- **Cosa fare**:
Prosegui il brano sull'harmal nel misticismo sciita, riprendendo subito dopo la sua ultima frase.

- **Brano fornito**:
|---|

L’harmal di esfand nel misticismo Sciita

L’harmal di esfand nel misticismo Sciita

 

Peganum harmala, Harmal, Harmel, Isphand, Esfand, Espand, Üzerlik, la Ruta Siriana è una pianta veramente sacra.

 

La Ruta selvatica nella letteratura mistica Sciita

 

“Brucia i lupi come l’esfand perché questi lupi sono i nemici di Giuseppe” (Rumi, Masnavi, Libro II, verso 128)

[Significa che bruciare i semi della ruta selvatica si produce un incantesimo contro il malocchio dell’invidioso, al quale Giuseppe, per la sua bellezza superiore, era particolarmente esposto. Perciò, il poeta Rumi invita a respingere i nemici malvagi dei santi bruciandoli come la ruta, nel fuoco della vostra ripugnanza. Per Giuseppe e il lupo, vedere Corano, 12.17]

 “Siamo riuniti gaiamente e il cuore è gioioso, brucia l’esfand per allontanare il malocchio.” (Rumi, Masnavi, Libro VI, verso 945-946)

“Ho portato l’esfand contro il malocchio, ma il malocchio ha cercato di raggiungere lo stesso esfand.” (Rumi, Masnavi, Libro VI, verso 2804)

La consapevolezza iraniana delle proprietà del Peganum harmala

Gli antichi Iraniani credevano nella realtà di un mondo spirituale e sulla necessità di ottenere informazioni da esso. Divennero consapevoli che l’armalina avesse il potenziale farmacologico atto allo scopo.

Il Peganum harmala non sfuggì all’attenzione degli antichi Iraniani. Nella medicina popolare Iraniana odierna, si riconosce all’Harmel le sue proprietà psicotrope; si ritiene che ingoiare un’infusione dei semi produca follia.1 Le proprietà inebrianti della pianta sono riconosciute nei suoi nomi vernacolari tra i popoli vicini, ad esempio nell’Arabo mogannana (Ducros 1930) ‘ciò che rende pazzo’ e nel Turco mahmur çiç[eği] (Bedevian 1936) ‘fiore sognante’. Non abbiamo prove antiche che classifichino le piante come intossicanti, perché non sopravvivono scritti Iraniani pre-Islamici sulla farmacognosia. L’etnofarmacologia dei primi Iraniani era apparentemente ben sviluppata, e tuttavia, contribuì molto alla conoscenza Islamica delle droghe. L’effetto intossicante dell’harmala è riconosciuto da alcuni dei primi farmacologici Islamici, a titolo di esempio, da Abu Jurayj (circa il 900 d.C.) nel Kitab al-Hawi fi al-tibb (“Il libro che raccoglie le notizie sulla medicina”) di Abu Bakr M. ibn Zakariya’ al-Razi, mentre personaggi autorevoli citati da Ibn Baytar (vedi sotto) sostengono che il Peganum harmala “intossica come il vino”. Questa convinzione riflette le antiche opinioni Iraniane sulla pianta; infatti, il potere intossicante non è menzionato da Dioscuride (78 d.C.) o da Galeno (180 d.C.), autori Greci, le cui opere tradotte in Arabo intorno all’850 d.C. costituivano il nucleo della farmacologia sistematica Islamica.

|---|

- **Dati di partenza**:
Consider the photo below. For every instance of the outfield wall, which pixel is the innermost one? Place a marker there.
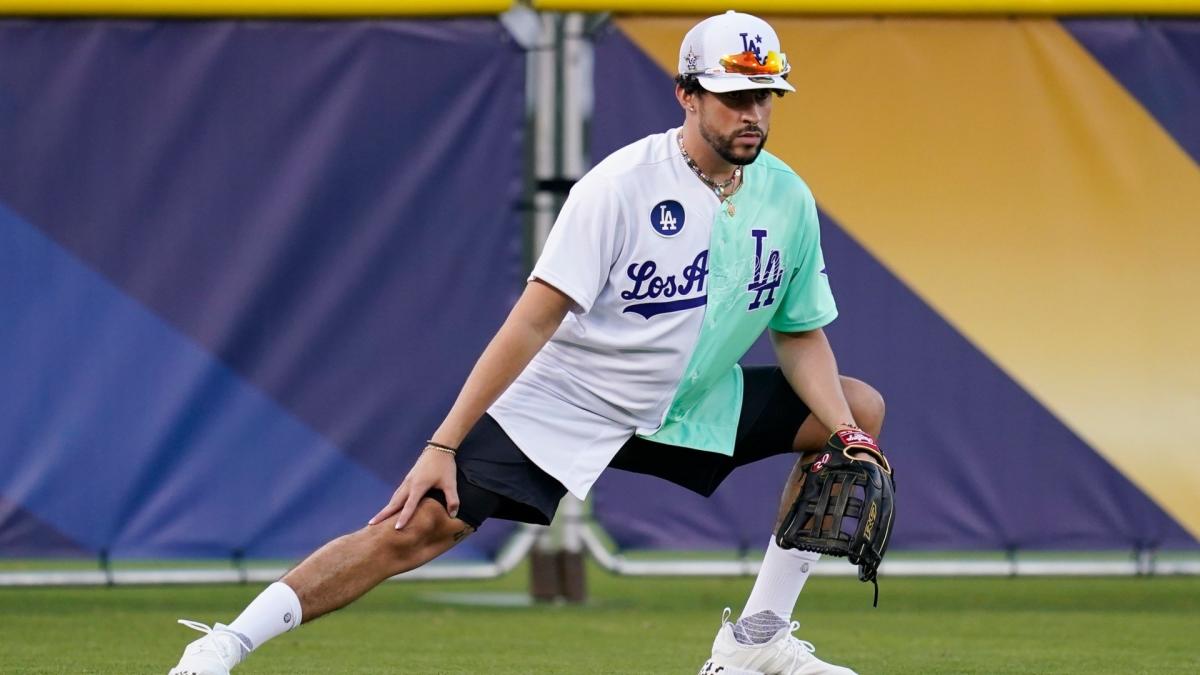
(245, 266)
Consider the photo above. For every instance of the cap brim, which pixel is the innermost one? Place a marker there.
(719, 84)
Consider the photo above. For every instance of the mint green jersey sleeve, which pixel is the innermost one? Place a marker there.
(808, 303)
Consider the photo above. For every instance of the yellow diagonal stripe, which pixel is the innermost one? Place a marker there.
(1056, 7)
(252, 7)
(1007, 178)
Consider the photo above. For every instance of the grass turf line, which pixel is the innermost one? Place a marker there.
(633, 626)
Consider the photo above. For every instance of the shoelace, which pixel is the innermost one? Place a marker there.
(213, 644)
(801, 650)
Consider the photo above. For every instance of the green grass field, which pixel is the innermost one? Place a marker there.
(653, 626)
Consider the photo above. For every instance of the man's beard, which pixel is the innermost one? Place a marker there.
(724, 145)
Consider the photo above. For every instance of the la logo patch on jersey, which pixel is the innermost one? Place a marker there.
(666, 217)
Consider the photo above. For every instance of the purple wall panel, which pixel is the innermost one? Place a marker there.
(334, 223)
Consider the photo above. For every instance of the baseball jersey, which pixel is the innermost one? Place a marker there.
(670, 287)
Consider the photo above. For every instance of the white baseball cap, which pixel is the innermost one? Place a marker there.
(732, 52)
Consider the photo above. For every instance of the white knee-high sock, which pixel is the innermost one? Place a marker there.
(780, 580)
(275, 611)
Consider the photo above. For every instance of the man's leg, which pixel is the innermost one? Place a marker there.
(331, 578)
(785, 571)
(761, 640)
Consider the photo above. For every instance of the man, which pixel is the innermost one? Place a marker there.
(666, 263)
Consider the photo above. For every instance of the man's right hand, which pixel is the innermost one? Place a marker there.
(435, 470)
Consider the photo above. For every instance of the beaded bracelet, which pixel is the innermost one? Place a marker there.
(447, 449)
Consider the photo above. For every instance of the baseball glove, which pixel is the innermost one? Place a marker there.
(845, 506)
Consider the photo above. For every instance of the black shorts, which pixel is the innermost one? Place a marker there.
(497, 481)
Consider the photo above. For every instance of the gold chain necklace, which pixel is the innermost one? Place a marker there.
(718, 187)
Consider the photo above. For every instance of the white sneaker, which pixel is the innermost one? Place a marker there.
(783, 655)
(214, 653)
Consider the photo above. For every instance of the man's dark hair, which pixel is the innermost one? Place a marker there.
(690, 84)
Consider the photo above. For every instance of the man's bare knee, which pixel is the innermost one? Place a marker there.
(430, 532)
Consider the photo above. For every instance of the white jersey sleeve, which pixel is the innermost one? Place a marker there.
(585, 242)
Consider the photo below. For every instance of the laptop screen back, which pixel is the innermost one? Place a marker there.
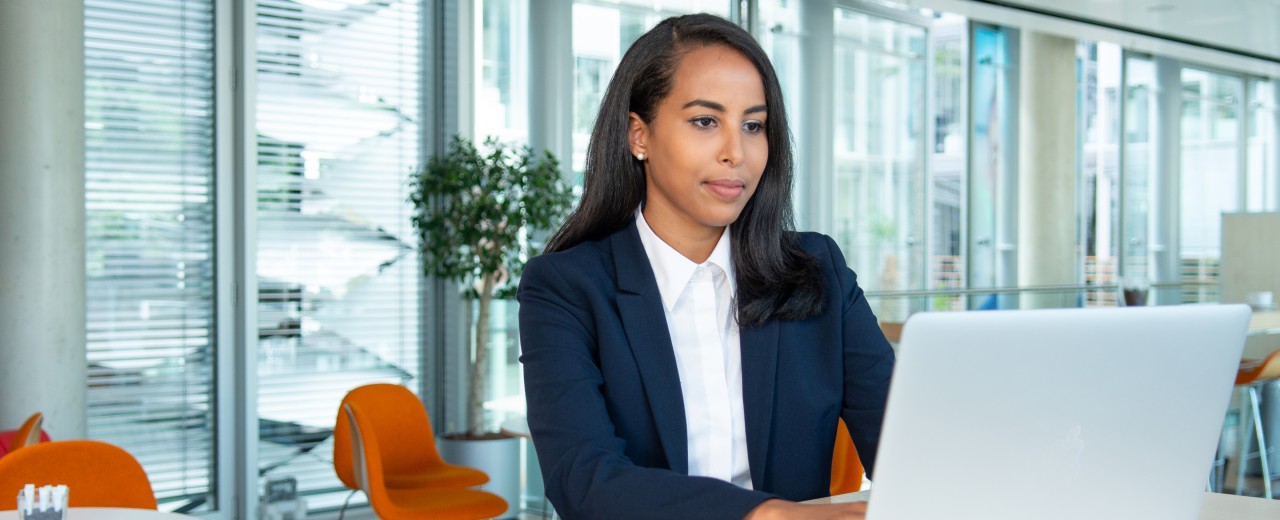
(1056, 414)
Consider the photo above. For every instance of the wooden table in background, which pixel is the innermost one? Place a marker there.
(1216, 506)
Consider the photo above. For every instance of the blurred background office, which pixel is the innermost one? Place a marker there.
(205, 236)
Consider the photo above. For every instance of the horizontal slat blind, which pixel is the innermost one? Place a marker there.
(338, 109)
(150, 256)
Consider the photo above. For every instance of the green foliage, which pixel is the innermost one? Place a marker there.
(474, 210)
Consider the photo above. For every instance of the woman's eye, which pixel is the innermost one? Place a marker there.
(705, 122)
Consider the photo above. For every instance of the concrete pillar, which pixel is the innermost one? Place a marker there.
(42, 365)
(1046, 168)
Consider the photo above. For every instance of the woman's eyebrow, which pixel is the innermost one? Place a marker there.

|---|

- **La risposta**:
  1. Un estratto diharmala ottenuto dall’ebollizione nell’aceto viene ancora usato per il mal di denti nell’Iran centrale. Il dott. Mahmud Omidsalar, citando un racconto della sua prozia, narra che a quest’ultima durante la sua infanzia, le fu somministrato una volta questo farmaco, ma lo ingoiò accidentalmente tutto, nonostante gli avvertimenti che esso potesse portare alla follia. Ricordò che “vide muoversi tutto davanti a sé, e avvistò anche dei pozzi nella terra”. Sebbene potesse capire, fu incapace di parlare per l’intera giornata che passò in gran parte addormentata. Ivanov e altri (1965) riportano che si trattava di un estratto acetico diluito al 98% con semi di harmel alcaloidi.

Il compendio più esteso delle conoscenze farmacologiche Islamiche è il Kitab al-Jami’ li-mufradat al-adwiya wa al-aghdhiya, scritto da Ibn Baytar a metà del XIII secolo. Di seguito sono riportati i contributi sull’harmal (con alcuni riordini di sottosezioni) del suddetto lavoro (ed. Cairo 1967; cf. Leclerc 1877-1883: 1, 423; Sontheimer 1842: 1, 217-219):

[A. La pianta Harmal]

Di seguito sono riportati i contributi sull’harmal

[La traduzione Araba di] Dioscuride [dichiara]: “Questa pianta cresce in Cappadocia e in Galazia, è chiamata muly: alcuni la chiamano Ruta Selvatica (Sadab yayr bustani). Questo arbusto ha molti gambi che si estendono da una base. Il suo fogliame è più lungo, più morbido e più fortemente profumato delle foglie della ruta comune da giardino (Ruta Graveolens), e il fiore è bianco, e la testa è un po’ più grande della testa della ruta da giardino, è triangolare e contiene i semi, è di colore rossastro, ha tre angoli ed è intensamente amaro. I semi sono ciò che viene utilizzato. Maturano in autunno. Mescolato con miele, vino, bile di pollo, zafferano e succo di finocchio, è utile per la vista debole. Alcuni lo chiamano harmala, i Siriani lo chiamano basasa e la gente della Cappadocia lo chiamano muly perché ha una radice nera e i fiori bianchi. Cresce sulle colline e in luoghi fertili.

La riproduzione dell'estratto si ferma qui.